■ Exercise aim ■
Beginning at the line that includes "Locate the road" in the entries below, print each line exactly as it appears, through the last one.

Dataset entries
------------

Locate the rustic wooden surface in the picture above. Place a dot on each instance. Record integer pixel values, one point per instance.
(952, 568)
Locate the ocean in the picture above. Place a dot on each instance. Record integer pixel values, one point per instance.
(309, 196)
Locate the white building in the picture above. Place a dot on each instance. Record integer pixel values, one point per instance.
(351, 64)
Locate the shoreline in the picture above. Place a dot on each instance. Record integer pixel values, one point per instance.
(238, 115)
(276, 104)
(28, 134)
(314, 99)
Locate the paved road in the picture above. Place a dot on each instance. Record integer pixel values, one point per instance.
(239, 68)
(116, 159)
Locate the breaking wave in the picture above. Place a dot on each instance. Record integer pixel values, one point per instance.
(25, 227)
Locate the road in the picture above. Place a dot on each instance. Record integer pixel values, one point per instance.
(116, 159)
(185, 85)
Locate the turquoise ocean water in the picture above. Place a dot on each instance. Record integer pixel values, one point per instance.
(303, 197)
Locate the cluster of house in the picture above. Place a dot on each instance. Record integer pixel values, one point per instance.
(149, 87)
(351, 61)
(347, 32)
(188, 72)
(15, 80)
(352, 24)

------------

■ Your response ■
Locate the road in the picture above. Place a dot on each instance. Record integer pixel values, one point per instance.
(116, 159)
(185, 85)
Locate the turquoise ocean water in the picture above. Place a dot on each instance. Record integer pixel values, one point per instance.
(303, 197)
Locate the cluster of house in the picture above. Place a dot on each instance. Record integer pixel values, one point per instance.
(149, 87)
(351, 61)
(347, 32)
(188, 72)
(15, 80)
(352, 24)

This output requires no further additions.